Dataset excerpt:
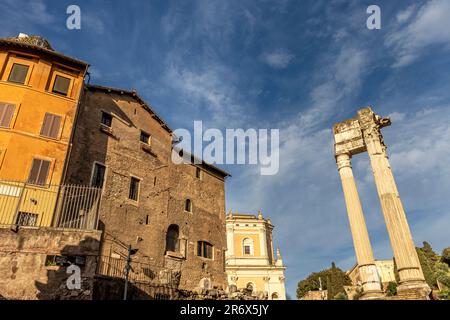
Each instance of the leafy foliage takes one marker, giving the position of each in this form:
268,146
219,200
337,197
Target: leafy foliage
391,289
333,280
446,256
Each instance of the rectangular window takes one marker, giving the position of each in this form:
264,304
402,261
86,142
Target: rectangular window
134,189
98,176
50,126
39,172
204,249
18,73
61,85
198,173
106,119
145,137
6,114
27,219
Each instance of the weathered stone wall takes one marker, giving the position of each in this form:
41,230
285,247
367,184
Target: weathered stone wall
164,188
24,274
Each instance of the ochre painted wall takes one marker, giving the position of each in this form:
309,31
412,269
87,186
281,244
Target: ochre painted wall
21,141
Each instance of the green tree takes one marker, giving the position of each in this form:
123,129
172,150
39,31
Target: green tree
427,265
446,256
396,275
329,278
391,289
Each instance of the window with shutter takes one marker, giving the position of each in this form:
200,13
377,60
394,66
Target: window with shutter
106,119
50,126
39,172
61,85
6,114
18,73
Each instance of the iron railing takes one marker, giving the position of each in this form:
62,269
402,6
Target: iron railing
139,273
60,206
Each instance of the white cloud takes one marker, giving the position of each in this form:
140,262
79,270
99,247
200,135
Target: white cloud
406,14
279,59
429,27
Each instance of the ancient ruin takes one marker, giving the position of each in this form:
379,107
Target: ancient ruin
352,137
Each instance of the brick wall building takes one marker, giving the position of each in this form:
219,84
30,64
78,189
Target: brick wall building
173,214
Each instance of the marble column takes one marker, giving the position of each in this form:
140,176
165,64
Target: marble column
409,269
363,249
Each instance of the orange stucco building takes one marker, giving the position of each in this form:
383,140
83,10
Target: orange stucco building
39,93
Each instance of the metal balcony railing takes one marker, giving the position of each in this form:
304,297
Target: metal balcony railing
59,206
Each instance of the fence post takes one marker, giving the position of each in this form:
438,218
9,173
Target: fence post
57,210
16,212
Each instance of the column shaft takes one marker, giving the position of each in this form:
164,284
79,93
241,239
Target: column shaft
397,225
363,249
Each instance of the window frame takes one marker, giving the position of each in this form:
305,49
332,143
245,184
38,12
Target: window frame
95,163
25,80
64,76
199,173
176,229
202,250
139,180
57,72
145,133
12,116
49,172
61,125
248,242
186,201
30,61
110,116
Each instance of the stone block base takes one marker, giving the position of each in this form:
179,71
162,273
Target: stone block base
413,291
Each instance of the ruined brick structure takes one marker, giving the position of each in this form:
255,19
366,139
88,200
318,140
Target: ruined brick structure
171,213
29,269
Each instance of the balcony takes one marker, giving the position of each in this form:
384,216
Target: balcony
58,206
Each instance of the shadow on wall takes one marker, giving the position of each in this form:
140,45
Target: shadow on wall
71,275
74,264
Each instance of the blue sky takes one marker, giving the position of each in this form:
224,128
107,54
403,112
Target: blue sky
299,66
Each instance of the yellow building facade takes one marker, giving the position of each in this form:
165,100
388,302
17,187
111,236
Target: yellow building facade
39,94
250,260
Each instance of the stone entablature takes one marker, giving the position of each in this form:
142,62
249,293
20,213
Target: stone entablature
363,134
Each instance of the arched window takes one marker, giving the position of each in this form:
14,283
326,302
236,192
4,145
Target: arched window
172,238
188,205
247,246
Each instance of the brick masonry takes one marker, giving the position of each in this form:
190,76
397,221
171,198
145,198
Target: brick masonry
164,188
22,262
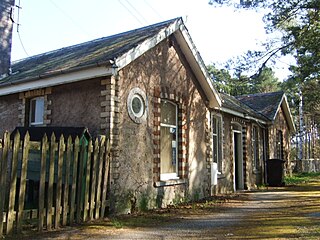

● What is needed
Count the lines in the records above that contain the string "stucco", treating uppercase and lowercase as different. Give only the number.

● Exercise answer
2